Data to examine>
▼

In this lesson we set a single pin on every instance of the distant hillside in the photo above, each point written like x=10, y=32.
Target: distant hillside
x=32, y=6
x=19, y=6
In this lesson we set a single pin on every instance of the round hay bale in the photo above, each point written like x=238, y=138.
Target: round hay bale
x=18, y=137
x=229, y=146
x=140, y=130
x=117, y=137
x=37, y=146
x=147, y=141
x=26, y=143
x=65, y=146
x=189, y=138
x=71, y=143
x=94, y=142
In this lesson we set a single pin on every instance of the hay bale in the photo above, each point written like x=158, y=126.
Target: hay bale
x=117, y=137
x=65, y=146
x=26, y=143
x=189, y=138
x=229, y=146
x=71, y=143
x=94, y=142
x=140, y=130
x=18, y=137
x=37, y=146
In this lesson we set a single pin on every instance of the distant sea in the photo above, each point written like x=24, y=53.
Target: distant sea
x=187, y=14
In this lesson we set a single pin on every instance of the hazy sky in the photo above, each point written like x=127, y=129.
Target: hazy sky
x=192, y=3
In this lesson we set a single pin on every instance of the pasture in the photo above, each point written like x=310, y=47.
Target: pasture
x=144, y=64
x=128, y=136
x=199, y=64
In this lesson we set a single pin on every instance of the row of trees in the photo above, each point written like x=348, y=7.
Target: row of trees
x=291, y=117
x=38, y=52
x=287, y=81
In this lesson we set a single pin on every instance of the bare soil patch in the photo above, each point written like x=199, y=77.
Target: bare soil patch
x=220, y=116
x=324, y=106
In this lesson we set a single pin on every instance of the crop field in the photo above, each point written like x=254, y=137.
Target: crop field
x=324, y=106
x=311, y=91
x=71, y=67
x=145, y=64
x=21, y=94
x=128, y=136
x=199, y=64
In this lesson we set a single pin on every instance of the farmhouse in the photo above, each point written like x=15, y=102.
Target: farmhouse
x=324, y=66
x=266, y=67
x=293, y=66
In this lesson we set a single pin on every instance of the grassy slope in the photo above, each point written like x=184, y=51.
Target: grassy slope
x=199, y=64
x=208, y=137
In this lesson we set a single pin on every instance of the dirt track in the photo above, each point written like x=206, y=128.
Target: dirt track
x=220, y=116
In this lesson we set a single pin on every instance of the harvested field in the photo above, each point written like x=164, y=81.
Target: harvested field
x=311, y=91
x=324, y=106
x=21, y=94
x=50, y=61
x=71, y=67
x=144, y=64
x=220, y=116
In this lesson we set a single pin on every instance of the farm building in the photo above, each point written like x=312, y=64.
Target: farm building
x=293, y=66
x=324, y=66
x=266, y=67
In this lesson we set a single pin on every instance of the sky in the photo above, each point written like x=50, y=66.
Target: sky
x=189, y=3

▲
▼

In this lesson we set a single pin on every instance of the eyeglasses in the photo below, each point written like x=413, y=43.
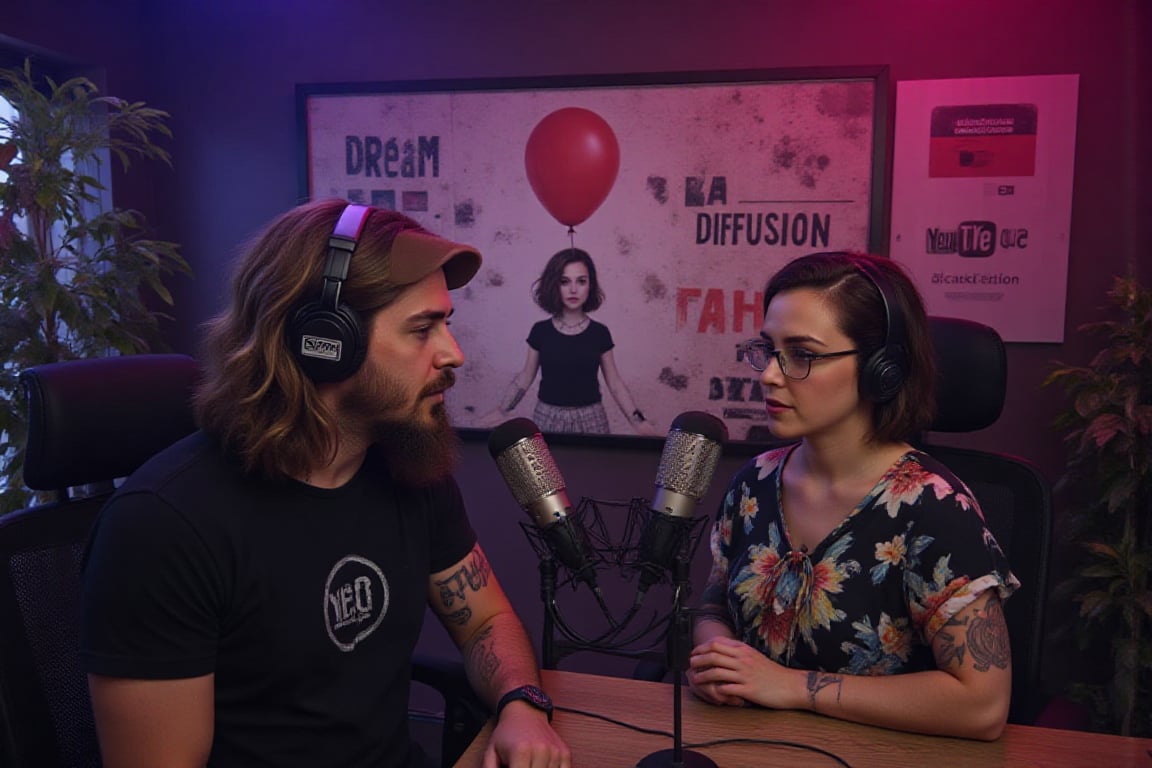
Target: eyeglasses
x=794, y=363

▲
▼

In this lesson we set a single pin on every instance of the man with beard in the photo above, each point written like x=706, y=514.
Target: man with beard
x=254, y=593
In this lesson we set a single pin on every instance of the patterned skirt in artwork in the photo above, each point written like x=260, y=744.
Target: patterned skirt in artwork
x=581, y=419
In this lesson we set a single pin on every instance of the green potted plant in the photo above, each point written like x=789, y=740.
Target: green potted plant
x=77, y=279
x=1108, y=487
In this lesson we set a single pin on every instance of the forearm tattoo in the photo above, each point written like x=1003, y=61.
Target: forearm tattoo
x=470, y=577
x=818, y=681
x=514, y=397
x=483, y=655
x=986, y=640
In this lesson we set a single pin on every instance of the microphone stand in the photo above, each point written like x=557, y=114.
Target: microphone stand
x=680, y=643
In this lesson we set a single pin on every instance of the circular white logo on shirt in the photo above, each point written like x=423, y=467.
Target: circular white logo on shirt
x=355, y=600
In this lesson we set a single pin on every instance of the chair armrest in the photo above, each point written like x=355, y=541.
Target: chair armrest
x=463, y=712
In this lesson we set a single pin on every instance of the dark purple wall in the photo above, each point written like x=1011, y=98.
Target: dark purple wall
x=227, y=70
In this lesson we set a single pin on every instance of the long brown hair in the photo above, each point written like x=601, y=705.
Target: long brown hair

▲

Task description> Copy, from the material above, each line in which the string "brown" occurs.

Task output>
In this lesson we set a single pin on every instance of the long brown hair in the photo above, each point written like x=601, y=705.
Target: long brown hair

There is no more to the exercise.